Copy every item below word for word, leaving out the pictures.

(Source records)

Start

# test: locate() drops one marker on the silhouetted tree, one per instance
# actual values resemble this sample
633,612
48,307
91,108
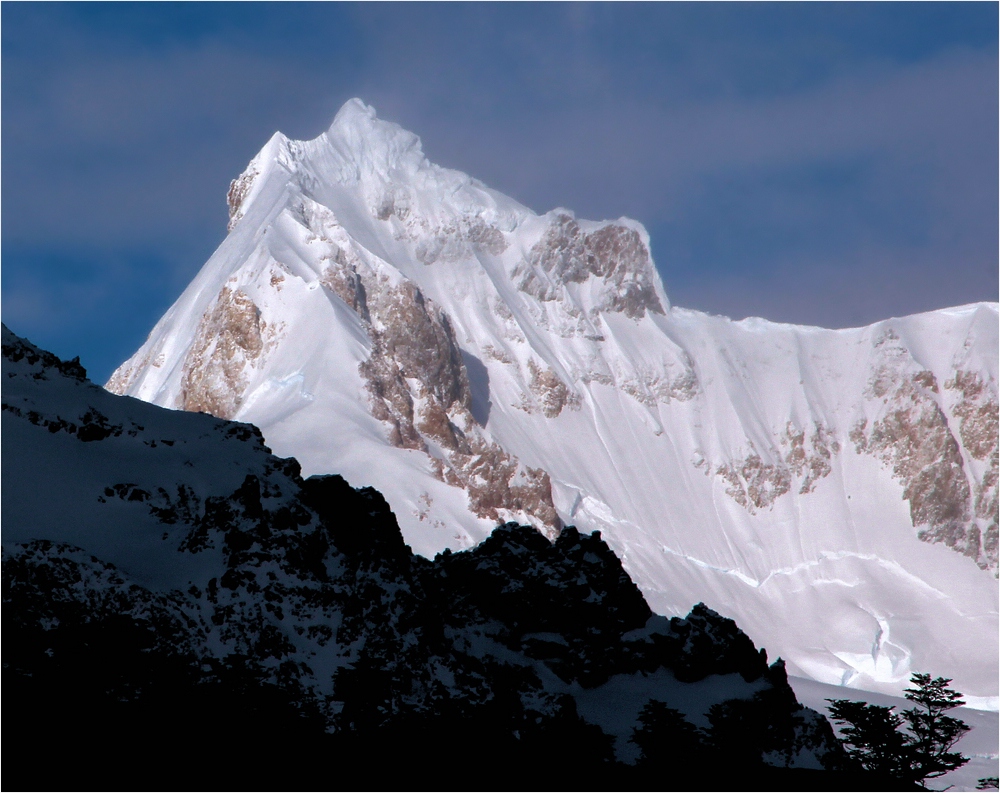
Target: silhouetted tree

End

Reply
# test: locate() drops one marker on the silhouetted tree, one per instance
# actual values resemble this sample
633,612
48,307
91,108
Target: silhouetted tree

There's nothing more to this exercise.